STATED EXERCISE A
In the kill line passage, rewrite the section from "The irony is" to "of human worth.", substituting "survival threshold" for "kill line".
STATED EXERCISE B
According to the kill line passage, how do many Chinese students studying in the United States still get their news about America?

PAGE EXCERPT
The irony is that the kill line tells us less about how fragile America is than about how hollow the moral imagination can be in an officially socialist, atheist society. In a system where moral teaching is reserved to the Chinese Communist Party and citizens are nudged to equate earnings with dignity, the kill line finds ready soil and is taken seriously as a “realistic” measure of human worth.
Why the kill line feels persuasive
For many young Chinese netizens, the kill line feels intuitive. They were born long after 1989 and raised under patriotic education that blends Marxist materialism, atheism, and state‑led nationalism, with little exposure to alternative moral or political narratives. Many are materially better off than their parents and have seen “the West” as a consumer experience: they wear Nike, drink Starbucks, use Apple, are constantly on (Chinese) social media, and travel abroad when they can. One Chinese student at a Washington-area university told me, “What America offers, like food, subways, entertainment—we have it better in China.”
Materially, that may sometimes be true. But beyond a commercial experience of America, there is often a hollowed knowledge of America as a civic and religious society, producing a strange combination of familiarity and distance—a sense that America is both known and alien, tainted with anti-West hostility. Even when Chinese students are studying in the United States, many still get their news about America through PRC platforms behind the Great Firewall; their view remains filtered by party ideological socialization.

DATA LISTING
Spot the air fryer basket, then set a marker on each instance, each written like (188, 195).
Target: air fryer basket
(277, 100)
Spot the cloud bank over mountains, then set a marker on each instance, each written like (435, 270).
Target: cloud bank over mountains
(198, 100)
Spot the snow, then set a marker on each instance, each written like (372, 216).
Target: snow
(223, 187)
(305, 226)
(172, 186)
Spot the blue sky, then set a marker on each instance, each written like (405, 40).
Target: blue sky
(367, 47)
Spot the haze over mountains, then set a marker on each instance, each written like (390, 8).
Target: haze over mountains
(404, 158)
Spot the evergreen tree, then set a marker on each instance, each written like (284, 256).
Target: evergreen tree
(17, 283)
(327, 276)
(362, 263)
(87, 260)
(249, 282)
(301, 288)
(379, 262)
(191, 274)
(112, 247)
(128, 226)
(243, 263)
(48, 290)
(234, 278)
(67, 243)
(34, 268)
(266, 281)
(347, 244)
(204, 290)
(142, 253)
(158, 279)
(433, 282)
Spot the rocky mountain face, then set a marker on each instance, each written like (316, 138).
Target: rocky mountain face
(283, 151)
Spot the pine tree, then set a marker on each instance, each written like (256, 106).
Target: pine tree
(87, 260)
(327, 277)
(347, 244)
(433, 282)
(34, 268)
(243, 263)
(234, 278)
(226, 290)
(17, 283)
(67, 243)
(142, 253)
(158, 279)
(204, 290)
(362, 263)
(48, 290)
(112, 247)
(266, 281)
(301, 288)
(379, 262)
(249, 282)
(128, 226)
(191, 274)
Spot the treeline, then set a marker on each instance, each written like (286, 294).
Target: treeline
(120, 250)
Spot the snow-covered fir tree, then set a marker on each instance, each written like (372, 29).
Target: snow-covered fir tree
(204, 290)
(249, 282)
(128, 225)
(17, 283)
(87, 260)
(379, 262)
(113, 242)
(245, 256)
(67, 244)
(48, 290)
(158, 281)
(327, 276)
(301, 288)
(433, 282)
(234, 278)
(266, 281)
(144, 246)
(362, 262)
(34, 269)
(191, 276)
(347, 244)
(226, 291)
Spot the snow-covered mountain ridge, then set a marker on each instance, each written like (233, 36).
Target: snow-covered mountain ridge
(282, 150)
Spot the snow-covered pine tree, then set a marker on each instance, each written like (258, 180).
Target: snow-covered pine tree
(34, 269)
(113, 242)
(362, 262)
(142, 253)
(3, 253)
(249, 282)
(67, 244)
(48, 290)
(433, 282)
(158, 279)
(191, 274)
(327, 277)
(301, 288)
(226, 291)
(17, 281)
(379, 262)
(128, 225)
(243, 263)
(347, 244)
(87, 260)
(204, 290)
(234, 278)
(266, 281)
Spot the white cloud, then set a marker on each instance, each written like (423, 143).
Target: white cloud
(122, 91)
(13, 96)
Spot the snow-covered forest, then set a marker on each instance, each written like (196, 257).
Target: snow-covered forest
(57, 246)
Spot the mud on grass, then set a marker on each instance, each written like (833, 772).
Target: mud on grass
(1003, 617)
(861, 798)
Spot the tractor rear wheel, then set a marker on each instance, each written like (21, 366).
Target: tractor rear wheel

COMPLETE OUTPUT A
The irony is that the survival threshold tells us less about how fragile America is than about how hollow the moral imagination can be in an officially socialist, atheist society. In a system where moral teaching is reserved to the Chinese Communist Party and citizens are nudged to equate earnings with dignity, the survival threshold finds ready soil and is taken seriously as a “realistic” measure of human worth.

COMPLETE OUTPUT B
They get it through PRC platforms behind the Great Firewall.